問題の要件:
以下のデータから、文字列「detect」を含む行をすべて返してください。大文字と小文字は区別されます。

= = = = =

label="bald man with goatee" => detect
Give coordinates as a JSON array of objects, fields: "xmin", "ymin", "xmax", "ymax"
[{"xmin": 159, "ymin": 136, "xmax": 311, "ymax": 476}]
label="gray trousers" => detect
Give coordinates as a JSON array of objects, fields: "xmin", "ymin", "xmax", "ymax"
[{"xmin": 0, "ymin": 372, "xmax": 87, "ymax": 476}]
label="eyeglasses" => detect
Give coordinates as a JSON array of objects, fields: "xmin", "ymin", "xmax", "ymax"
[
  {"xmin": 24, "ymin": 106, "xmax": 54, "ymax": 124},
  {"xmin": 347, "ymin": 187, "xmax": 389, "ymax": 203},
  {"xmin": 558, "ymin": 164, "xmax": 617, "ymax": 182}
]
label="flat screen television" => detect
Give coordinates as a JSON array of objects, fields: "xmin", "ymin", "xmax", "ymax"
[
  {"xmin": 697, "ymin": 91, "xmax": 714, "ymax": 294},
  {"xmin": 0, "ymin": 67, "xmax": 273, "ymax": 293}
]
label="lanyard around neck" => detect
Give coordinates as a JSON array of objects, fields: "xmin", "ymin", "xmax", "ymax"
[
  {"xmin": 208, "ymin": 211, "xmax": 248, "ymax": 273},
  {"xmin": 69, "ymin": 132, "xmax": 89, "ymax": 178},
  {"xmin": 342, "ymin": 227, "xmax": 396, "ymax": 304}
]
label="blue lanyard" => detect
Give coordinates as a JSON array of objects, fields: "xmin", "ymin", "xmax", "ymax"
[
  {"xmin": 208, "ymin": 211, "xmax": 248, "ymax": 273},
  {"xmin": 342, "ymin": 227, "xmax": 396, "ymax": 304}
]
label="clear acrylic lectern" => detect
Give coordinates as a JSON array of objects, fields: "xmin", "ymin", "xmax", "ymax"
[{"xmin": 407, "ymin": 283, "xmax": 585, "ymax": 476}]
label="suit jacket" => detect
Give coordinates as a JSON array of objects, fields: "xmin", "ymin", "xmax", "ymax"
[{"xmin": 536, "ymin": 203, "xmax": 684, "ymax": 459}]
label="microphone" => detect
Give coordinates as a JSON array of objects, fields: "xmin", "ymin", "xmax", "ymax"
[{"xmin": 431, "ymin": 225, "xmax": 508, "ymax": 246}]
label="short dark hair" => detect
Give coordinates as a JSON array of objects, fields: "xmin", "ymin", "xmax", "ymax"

= = = = =

解答:
label="bald man with goatee" => detect
label="gray trousers" => detect
label="eyeglasses" => detect
label="flat screen television" => detect
label="lanyard around neck" => detect
label="blue lanyard" => detect
label="clear acrylic lectern" => detect
label="suit jacket" => detect
label="microphone" => detect
label="short dark hair" => detect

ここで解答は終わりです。